* **What this task involves**:
Report every line in the entries below that contains the word "panel", copying each line in full.

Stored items
[Start]
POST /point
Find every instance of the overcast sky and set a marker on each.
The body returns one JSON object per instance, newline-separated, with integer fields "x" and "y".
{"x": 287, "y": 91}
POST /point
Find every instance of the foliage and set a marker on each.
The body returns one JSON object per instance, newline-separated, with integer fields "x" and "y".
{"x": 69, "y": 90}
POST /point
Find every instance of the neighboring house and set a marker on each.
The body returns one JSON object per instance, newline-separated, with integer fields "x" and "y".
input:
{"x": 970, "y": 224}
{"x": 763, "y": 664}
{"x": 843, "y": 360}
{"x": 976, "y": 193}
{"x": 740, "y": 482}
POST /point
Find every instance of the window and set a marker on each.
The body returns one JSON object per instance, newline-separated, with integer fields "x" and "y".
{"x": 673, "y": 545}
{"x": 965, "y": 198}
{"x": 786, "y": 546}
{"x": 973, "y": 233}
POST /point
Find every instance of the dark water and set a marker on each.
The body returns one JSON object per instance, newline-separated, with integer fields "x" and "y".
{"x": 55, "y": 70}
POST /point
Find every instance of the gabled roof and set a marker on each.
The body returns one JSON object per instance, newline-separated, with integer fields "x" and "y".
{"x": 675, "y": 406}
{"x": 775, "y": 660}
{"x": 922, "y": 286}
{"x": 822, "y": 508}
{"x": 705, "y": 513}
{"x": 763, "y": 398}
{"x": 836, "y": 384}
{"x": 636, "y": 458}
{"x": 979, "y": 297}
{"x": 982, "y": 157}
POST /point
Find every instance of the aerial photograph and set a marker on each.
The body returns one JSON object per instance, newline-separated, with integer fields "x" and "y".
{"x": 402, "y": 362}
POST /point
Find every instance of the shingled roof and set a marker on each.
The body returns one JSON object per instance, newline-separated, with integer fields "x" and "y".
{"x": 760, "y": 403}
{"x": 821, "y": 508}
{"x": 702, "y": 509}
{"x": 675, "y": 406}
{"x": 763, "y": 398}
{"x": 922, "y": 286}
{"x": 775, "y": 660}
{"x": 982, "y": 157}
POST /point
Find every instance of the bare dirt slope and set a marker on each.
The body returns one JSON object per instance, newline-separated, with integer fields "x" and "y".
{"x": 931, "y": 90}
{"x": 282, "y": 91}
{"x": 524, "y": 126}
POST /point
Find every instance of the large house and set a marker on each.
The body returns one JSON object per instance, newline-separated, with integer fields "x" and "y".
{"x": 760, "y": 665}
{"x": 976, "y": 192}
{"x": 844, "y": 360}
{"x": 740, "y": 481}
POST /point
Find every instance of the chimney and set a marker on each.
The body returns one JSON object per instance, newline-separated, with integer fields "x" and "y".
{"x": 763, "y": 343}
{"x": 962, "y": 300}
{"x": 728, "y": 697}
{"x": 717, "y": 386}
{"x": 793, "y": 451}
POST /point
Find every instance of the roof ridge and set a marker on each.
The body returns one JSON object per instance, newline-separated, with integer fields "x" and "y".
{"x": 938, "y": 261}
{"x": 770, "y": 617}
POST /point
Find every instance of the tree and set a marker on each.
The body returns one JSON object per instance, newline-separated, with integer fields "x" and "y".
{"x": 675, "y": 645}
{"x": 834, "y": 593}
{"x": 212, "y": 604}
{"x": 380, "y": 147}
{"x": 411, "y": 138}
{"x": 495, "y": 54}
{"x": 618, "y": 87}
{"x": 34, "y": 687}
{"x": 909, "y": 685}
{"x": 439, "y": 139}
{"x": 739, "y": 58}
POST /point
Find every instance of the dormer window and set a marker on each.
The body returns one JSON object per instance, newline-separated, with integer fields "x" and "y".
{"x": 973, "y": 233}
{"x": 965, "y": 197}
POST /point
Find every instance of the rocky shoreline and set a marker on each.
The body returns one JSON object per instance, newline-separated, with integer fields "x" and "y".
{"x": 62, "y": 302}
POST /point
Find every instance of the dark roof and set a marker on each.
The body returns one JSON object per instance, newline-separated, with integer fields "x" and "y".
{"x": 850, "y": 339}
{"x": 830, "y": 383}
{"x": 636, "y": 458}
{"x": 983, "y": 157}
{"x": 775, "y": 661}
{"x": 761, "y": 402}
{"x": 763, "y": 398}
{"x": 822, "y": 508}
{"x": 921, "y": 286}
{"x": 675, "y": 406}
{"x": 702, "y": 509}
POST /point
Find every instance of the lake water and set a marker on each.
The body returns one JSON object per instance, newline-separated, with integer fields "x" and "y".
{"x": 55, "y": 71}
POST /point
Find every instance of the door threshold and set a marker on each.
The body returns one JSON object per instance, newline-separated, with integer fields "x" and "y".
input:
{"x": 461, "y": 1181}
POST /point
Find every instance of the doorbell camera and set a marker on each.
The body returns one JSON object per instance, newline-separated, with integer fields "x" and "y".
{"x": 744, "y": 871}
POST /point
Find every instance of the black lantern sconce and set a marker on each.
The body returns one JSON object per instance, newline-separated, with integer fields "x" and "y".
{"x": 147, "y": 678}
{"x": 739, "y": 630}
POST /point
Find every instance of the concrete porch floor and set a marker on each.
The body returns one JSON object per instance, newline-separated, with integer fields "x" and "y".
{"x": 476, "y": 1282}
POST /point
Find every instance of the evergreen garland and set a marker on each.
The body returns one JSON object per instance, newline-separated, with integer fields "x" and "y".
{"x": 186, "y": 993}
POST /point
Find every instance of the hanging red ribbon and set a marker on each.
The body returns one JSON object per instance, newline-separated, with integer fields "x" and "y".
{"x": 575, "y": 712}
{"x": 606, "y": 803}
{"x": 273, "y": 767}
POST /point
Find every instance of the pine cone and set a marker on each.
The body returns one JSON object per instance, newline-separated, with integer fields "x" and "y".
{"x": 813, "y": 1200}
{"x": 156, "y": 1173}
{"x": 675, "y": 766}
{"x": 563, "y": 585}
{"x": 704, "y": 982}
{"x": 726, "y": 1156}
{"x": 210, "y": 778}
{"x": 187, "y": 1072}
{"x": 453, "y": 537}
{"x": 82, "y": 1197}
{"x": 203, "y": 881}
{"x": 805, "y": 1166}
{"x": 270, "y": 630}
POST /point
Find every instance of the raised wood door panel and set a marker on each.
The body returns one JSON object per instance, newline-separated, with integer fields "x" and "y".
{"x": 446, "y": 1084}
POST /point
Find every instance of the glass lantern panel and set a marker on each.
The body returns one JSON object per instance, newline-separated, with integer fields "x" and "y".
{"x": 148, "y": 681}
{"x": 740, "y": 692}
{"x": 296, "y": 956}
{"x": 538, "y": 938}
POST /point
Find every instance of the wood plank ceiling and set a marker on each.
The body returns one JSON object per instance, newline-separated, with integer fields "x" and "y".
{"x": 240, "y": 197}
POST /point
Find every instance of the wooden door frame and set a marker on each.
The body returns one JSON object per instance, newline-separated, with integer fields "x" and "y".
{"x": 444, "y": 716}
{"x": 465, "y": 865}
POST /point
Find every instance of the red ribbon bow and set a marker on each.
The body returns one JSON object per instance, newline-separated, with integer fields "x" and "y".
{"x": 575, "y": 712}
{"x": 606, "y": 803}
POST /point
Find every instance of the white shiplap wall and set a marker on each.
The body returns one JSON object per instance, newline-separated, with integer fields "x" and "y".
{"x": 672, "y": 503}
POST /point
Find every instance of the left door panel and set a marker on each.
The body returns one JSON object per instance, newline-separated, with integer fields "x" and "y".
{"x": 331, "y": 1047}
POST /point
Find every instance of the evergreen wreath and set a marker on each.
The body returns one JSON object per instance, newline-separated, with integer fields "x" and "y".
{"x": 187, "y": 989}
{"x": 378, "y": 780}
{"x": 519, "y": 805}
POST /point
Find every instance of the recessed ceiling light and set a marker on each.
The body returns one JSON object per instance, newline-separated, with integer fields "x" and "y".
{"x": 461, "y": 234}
[End]
* **Task solution**:
Find every instance of the raised wood door panel and set a marker on each.
Find every instance of the glass lantern panel and set a marker on each.
Find every instance of the left door panel and set a marker on each.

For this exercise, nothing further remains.